## 設問
本文を読み、次の問いに答えなさい。
(a) 筆者は、金滕のお話がどこまで来たと述べていますか。
(b) 成王が幼弱であったため、政を摂したのは誰ですか。
(c) 三監となった三人の弟の名をすべて挙げなさい。

## 本文
________________
易経書経講義 周書 金滕 その7

 こんにちは。丸岡です。かなり久しぶりとなってしまいましたが、金滕のお話の続きをご紹介します。(折り返し地点まで来ましたので、もう少しで完結します。)

 

 これは、史官の記序なり。武王が、最早喪(崩ずることなり)して、成王未だ幼弱なりしより、周公旦政を摂せり。然るに武王が、殷紂を亡ぼして、その子、武庚(ぶこう)禄父を、その故地に封じたるも、不安心なれば、三弟の管叔、蔡叔、霍叔をして、これが監(目付役なり)たらしめし所の、三監が、すなはち国中に流言(言触らさしむるなり)して、曰く、周公旦は、成王の幼弱なるに乗じて、己が、周の天下を、奪はんとするの、意ありとなり。
________________
## データ抜粋
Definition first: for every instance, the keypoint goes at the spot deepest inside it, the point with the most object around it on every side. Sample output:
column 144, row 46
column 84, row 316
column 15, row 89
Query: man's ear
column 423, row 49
________________
## 記述解答
(a) 折り返し地点
(b) 周公旦
(c) 管叔、蔡叔、霍叔